*How to complete this task*: Once the line containing "window and record integer pixel coordinates." is located, give it again exactly, together with each line that follows it to the end of the entries, and add nothing else.

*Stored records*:

******

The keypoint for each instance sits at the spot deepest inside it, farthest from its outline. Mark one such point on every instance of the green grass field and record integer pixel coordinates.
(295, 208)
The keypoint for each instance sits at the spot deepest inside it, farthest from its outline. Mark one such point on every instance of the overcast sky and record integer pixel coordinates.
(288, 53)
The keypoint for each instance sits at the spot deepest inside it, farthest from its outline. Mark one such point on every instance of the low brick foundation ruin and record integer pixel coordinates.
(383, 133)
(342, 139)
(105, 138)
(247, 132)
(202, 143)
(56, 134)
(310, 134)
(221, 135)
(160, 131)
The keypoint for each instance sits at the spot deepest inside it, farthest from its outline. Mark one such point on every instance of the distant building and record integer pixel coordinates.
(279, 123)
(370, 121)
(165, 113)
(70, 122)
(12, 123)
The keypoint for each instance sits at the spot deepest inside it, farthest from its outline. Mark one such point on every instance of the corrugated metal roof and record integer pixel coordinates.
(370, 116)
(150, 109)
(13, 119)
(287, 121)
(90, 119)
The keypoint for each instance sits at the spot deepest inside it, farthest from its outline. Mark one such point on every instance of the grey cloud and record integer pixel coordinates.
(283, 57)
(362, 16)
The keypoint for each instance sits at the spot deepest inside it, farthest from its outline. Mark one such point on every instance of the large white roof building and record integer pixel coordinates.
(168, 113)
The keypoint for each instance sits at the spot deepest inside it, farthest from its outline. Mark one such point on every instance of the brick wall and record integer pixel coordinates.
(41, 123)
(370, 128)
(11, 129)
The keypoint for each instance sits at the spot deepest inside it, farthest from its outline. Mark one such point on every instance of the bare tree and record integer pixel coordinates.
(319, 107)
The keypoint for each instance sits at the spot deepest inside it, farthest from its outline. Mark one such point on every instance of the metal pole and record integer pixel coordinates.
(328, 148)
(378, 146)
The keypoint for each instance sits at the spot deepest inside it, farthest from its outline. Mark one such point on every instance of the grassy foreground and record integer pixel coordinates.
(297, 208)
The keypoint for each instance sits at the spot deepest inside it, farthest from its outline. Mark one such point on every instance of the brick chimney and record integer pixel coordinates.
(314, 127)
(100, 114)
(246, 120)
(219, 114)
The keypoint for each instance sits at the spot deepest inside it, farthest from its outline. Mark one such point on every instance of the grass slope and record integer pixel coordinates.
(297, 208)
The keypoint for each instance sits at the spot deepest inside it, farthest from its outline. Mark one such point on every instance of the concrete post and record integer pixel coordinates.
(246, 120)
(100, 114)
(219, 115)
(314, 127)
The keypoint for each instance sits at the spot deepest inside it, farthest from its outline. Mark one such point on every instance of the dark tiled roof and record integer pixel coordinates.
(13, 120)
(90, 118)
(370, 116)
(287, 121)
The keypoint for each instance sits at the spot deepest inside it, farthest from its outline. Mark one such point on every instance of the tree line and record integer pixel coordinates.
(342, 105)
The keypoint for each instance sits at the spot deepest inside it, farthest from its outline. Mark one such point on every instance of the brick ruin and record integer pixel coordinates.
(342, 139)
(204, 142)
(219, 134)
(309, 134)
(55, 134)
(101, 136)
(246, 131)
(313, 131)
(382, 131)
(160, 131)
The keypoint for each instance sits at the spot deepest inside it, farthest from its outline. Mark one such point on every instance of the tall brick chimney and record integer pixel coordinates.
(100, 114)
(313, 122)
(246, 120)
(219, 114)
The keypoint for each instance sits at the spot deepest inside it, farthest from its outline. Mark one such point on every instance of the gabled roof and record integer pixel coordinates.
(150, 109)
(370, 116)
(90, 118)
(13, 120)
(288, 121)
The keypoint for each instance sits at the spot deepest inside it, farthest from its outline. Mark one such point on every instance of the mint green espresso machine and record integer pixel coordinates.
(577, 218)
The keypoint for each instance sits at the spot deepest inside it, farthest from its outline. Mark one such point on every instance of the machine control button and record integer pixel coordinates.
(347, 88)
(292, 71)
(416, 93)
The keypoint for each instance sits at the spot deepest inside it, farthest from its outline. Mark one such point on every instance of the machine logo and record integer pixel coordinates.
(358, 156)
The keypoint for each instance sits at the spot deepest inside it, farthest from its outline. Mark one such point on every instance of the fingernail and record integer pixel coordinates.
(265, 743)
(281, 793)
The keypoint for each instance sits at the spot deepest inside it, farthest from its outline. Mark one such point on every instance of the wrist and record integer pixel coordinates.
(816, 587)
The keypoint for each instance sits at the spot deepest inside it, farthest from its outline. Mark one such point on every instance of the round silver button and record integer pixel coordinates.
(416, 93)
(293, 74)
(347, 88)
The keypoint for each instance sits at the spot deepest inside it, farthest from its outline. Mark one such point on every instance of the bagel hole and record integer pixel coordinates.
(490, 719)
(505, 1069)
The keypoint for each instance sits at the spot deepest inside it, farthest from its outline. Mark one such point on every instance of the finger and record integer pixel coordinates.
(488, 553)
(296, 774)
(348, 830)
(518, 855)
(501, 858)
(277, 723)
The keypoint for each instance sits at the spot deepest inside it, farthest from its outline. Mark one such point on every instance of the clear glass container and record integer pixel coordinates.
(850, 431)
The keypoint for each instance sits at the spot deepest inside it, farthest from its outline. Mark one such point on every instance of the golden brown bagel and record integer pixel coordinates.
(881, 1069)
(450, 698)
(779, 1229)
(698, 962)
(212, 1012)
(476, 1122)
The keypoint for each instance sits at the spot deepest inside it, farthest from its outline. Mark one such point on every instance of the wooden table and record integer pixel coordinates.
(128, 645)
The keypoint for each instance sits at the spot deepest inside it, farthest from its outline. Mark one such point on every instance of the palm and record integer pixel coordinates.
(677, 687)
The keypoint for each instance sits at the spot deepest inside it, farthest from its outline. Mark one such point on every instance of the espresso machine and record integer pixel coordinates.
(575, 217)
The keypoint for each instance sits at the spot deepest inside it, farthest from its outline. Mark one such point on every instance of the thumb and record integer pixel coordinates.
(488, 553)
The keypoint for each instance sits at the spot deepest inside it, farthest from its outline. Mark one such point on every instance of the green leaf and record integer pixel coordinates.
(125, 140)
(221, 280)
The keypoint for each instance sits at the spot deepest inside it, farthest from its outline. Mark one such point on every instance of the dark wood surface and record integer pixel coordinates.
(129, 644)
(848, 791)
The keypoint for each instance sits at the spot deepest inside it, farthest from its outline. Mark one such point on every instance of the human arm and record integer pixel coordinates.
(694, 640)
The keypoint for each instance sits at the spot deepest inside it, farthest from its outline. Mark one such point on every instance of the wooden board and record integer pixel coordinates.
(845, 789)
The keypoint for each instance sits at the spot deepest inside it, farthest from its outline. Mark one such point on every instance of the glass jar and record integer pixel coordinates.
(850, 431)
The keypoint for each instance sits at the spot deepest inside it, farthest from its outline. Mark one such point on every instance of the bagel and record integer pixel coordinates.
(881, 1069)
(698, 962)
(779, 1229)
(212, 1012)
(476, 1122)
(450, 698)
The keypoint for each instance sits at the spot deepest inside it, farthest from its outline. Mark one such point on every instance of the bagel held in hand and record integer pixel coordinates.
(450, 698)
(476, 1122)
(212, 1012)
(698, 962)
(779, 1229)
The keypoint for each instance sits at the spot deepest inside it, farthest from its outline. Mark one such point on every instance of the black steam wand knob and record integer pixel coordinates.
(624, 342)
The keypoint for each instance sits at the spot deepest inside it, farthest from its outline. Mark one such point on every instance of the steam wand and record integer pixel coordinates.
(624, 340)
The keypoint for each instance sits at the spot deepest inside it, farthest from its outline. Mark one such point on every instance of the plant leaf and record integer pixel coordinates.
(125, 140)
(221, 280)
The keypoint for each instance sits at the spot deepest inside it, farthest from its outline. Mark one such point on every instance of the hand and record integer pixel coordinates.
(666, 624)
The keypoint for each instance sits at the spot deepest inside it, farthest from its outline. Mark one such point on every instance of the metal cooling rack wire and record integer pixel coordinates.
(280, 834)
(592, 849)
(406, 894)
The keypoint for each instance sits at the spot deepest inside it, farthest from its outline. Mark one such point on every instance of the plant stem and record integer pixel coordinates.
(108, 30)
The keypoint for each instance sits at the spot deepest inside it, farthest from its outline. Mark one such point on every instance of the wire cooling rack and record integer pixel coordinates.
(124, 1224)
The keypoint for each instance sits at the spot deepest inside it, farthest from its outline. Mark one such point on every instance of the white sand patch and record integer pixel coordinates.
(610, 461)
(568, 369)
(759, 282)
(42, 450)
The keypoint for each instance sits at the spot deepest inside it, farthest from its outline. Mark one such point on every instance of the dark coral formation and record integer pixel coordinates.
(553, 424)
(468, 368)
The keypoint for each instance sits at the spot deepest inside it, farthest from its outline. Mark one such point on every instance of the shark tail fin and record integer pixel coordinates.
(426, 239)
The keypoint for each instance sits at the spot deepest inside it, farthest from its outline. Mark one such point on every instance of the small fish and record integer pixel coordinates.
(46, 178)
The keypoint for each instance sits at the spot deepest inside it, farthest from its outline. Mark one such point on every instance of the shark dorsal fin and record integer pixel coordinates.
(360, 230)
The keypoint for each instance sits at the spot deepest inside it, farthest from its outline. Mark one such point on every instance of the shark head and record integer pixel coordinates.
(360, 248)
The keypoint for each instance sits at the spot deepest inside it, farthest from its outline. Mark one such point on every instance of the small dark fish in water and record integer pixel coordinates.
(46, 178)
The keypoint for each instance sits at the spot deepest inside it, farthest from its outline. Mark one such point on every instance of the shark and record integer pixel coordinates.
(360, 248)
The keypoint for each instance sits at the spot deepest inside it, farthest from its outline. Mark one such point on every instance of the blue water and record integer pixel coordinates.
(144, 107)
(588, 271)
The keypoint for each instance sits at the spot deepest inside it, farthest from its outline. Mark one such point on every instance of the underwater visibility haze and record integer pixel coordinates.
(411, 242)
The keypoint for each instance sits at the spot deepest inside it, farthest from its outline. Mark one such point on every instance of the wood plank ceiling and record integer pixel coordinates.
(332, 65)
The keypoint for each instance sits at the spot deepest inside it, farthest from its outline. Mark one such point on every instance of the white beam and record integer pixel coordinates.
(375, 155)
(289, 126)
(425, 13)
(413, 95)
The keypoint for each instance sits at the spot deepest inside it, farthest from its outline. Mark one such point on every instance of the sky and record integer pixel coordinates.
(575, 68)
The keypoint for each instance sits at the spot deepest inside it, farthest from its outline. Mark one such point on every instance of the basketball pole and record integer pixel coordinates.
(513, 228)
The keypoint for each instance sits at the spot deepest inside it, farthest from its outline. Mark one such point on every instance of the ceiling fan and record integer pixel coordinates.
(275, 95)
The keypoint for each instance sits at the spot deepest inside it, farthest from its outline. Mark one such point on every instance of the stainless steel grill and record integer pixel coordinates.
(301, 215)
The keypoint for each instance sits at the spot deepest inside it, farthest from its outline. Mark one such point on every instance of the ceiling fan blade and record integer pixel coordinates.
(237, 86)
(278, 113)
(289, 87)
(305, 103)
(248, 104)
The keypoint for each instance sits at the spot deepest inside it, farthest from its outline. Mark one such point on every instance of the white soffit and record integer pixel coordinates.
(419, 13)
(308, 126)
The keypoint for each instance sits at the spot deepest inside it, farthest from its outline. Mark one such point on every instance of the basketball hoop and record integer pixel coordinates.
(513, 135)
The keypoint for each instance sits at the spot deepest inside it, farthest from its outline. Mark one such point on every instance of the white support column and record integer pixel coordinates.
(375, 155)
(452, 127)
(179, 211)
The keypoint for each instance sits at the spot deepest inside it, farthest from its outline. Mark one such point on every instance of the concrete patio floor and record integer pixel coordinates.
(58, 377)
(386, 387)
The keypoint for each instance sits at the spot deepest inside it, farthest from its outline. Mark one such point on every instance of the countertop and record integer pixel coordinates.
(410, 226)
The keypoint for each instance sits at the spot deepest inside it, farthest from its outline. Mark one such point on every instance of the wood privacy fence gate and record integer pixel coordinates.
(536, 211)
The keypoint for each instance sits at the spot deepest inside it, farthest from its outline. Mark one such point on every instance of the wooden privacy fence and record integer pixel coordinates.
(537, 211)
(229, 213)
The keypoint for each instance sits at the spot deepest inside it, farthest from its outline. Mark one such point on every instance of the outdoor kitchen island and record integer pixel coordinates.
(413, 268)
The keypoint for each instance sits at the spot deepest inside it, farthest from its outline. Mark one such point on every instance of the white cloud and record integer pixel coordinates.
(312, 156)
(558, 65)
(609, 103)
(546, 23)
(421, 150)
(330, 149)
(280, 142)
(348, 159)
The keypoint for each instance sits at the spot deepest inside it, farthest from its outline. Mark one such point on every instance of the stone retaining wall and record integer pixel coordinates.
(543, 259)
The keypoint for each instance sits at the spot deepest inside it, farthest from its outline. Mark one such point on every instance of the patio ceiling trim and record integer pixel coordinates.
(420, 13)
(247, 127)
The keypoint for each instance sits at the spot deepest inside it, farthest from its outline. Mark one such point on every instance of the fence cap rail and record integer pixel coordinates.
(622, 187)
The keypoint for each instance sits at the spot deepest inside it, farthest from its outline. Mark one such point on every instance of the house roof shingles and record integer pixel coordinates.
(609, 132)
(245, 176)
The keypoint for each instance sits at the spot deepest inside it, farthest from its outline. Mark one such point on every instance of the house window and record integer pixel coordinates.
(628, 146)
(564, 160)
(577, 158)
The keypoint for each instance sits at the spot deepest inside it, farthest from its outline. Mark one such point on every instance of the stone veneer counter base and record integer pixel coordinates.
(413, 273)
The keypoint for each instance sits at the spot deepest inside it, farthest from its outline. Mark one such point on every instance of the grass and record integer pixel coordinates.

******

*Completed task*:
The keypoint for each instance sits at the spot deepest inside it, farthest from its outline. Mark one such point on every instance of the house window and record integer pixel coordinates.
(628, 146)
(564, 160)
(577, 158)
The keypoint for each instance sits at the spot deepest inside it, farthest from its outline. Mark one such point on every instance of the stone veneer counter base and record integer pixel coordinates.
(413, 273)
The keypoint for each instance sits at the spot deepest inside it, farthest from its outline. Mark one such point on every instance of the grass and record integer pixel coordinates.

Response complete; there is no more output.